> WRITTEN INSTRUCTION
Show each line in the rows below that contains the string "handle", reproducing those lines in full.

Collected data
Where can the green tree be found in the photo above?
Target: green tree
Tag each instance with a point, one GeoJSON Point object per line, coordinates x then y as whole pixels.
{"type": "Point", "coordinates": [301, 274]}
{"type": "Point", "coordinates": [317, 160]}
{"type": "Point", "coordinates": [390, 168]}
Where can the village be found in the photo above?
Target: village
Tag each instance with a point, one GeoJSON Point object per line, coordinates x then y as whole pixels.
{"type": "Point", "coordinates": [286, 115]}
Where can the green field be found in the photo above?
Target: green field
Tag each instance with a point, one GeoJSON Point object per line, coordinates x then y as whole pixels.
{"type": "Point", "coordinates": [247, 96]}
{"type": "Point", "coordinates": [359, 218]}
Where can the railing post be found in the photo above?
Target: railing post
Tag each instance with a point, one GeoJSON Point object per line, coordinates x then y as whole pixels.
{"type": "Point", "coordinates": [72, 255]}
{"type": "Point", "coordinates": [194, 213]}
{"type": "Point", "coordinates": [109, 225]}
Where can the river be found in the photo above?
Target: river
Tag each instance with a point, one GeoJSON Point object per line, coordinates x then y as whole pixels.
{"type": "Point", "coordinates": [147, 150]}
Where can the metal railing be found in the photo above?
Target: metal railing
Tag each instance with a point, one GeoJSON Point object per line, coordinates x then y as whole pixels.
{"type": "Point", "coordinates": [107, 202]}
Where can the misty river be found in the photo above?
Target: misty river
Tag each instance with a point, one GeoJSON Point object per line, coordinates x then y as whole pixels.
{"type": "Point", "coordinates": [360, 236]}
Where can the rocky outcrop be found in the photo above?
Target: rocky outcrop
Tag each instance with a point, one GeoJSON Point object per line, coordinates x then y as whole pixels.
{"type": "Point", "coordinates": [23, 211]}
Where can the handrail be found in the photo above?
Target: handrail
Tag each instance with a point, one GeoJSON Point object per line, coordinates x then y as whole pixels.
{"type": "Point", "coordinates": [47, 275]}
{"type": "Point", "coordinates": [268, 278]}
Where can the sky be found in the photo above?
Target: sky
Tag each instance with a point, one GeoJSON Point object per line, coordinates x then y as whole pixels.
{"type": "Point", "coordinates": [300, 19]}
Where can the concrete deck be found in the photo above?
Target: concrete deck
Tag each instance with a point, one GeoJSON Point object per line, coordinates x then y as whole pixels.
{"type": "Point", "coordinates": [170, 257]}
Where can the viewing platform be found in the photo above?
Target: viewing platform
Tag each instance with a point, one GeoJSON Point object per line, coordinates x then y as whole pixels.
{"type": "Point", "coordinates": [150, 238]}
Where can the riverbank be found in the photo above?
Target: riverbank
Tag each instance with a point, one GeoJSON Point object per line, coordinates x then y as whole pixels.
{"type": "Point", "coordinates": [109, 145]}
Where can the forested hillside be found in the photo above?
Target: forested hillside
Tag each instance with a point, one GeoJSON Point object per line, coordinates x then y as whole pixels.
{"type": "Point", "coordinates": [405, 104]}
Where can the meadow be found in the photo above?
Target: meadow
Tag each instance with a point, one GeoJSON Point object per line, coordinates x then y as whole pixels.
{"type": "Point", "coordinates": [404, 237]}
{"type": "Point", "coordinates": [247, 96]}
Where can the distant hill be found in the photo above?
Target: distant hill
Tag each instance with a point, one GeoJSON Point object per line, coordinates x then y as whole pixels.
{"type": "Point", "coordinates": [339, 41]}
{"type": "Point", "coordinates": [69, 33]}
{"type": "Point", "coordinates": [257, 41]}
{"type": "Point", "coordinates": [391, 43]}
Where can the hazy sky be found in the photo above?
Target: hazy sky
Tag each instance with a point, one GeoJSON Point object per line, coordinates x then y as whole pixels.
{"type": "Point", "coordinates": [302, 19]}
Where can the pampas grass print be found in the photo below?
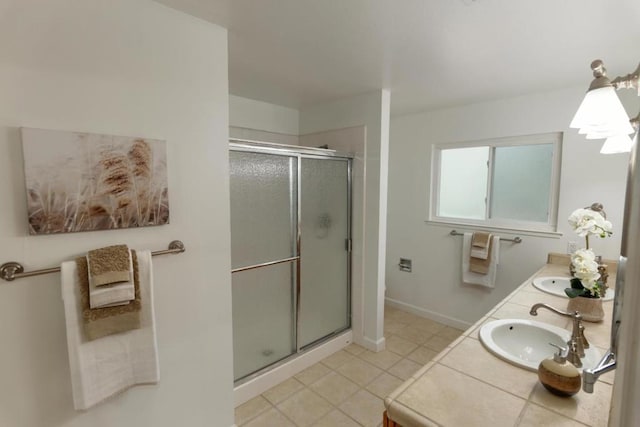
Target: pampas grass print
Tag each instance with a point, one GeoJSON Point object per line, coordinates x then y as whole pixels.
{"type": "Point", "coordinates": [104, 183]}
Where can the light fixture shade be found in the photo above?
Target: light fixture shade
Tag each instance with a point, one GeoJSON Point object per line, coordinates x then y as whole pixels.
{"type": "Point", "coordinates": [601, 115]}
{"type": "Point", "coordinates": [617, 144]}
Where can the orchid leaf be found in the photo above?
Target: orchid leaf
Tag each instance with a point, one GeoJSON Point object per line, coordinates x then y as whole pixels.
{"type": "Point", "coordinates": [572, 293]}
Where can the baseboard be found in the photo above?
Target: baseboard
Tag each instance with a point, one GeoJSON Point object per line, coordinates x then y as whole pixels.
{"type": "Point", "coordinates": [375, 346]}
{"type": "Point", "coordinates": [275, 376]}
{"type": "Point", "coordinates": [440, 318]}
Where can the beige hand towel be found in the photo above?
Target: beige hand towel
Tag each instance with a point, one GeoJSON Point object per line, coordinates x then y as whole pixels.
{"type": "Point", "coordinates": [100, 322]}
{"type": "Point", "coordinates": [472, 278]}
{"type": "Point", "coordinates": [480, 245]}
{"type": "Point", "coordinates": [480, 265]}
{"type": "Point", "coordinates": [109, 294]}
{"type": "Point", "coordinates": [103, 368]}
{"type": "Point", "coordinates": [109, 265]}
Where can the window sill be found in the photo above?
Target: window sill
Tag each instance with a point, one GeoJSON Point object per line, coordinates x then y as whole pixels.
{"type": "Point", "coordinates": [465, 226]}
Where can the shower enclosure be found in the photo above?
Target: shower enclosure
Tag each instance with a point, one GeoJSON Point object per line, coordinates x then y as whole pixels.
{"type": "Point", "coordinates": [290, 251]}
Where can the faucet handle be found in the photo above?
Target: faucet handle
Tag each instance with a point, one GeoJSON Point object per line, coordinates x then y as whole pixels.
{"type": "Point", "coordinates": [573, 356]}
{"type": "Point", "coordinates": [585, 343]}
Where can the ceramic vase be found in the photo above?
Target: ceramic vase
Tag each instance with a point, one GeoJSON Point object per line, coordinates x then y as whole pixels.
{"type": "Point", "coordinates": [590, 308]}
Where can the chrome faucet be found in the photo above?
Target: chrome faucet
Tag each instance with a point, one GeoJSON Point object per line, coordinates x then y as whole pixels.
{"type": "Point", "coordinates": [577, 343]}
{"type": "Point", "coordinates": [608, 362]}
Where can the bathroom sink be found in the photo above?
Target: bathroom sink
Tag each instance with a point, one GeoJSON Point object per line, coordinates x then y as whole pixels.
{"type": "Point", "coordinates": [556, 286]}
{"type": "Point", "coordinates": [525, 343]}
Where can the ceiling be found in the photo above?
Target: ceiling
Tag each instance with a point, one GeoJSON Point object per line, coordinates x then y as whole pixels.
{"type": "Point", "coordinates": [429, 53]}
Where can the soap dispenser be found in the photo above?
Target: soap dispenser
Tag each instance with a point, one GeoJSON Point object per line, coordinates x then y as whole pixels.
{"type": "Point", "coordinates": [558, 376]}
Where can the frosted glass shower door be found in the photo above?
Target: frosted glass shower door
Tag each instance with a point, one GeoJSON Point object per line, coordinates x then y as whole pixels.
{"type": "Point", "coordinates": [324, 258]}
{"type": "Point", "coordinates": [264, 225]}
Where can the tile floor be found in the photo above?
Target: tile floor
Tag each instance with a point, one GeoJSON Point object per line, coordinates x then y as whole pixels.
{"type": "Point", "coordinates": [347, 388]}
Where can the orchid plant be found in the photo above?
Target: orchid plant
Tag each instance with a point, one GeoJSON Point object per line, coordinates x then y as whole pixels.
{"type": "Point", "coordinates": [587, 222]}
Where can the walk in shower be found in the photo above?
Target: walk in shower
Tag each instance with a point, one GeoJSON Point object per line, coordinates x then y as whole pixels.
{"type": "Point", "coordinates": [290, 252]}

---

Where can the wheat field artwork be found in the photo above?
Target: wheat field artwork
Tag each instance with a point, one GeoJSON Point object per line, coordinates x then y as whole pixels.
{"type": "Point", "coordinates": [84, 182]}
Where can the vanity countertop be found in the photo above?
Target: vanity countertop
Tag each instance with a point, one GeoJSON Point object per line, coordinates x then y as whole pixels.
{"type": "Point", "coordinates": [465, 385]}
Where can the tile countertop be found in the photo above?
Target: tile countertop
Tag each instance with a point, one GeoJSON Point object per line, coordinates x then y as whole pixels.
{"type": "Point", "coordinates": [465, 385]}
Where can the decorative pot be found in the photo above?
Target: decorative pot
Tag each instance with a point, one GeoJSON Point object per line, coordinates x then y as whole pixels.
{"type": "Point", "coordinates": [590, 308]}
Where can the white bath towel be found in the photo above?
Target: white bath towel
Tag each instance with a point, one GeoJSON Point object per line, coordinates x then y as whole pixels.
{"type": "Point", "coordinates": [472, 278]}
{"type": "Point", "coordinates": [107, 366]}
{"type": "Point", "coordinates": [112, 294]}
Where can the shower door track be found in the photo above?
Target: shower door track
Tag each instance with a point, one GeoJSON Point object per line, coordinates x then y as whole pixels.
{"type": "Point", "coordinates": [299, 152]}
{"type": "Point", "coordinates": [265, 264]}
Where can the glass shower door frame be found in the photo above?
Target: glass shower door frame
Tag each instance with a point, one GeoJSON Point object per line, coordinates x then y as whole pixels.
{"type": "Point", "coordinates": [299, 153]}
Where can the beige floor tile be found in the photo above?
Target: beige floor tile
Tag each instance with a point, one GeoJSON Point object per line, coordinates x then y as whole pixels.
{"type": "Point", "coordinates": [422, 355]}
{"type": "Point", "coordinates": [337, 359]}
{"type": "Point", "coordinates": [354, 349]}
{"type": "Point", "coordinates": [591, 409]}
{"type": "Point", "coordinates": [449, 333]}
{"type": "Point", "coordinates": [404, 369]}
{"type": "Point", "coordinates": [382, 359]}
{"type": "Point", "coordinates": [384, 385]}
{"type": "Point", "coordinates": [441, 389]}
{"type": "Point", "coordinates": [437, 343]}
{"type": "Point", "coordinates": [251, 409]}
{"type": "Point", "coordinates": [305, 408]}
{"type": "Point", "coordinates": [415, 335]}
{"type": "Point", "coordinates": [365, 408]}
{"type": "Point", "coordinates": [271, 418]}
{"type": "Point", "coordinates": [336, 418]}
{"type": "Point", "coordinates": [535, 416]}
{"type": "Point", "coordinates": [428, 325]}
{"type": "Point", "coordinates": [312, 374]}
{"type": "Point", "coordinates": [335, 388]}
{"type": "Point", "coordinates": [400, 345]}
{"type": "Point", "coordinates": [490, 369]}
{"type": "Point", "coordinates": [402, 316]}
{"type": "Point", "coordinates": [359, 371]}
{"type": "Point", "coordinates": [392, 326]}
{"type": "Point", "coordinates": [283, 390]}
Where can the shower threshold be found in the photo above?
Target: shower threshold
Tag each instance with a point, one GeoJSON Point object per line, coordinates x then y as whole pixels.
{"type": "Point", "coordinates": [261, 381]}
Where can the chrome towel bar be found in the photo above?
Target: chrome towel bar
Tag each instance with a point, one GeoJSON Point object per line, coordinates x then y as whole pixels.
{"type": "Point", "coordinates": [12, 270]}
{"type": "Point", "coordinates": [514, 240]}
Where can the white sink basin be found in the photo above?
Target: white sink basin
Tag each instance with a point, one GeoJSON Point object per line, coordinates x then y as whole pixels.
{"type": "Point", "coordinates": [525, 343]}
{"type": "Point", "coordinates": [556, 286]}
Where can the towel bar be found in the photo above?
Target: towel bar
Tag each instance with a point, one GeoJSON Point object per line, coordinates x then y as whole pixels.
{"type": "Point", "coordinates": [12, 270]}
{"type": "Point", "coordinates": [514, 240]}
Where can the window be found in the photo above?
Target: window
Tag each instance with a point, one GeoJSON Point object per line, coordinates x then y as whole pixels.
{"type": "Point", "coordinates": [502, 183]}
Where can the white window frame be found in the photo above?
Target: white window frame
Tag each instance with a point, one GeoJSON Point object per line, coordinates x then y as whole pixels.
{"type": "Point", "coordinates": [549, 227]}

> TASK OUTPUT
Where can the faucet handle be found in the photo above?
Target: faucet handle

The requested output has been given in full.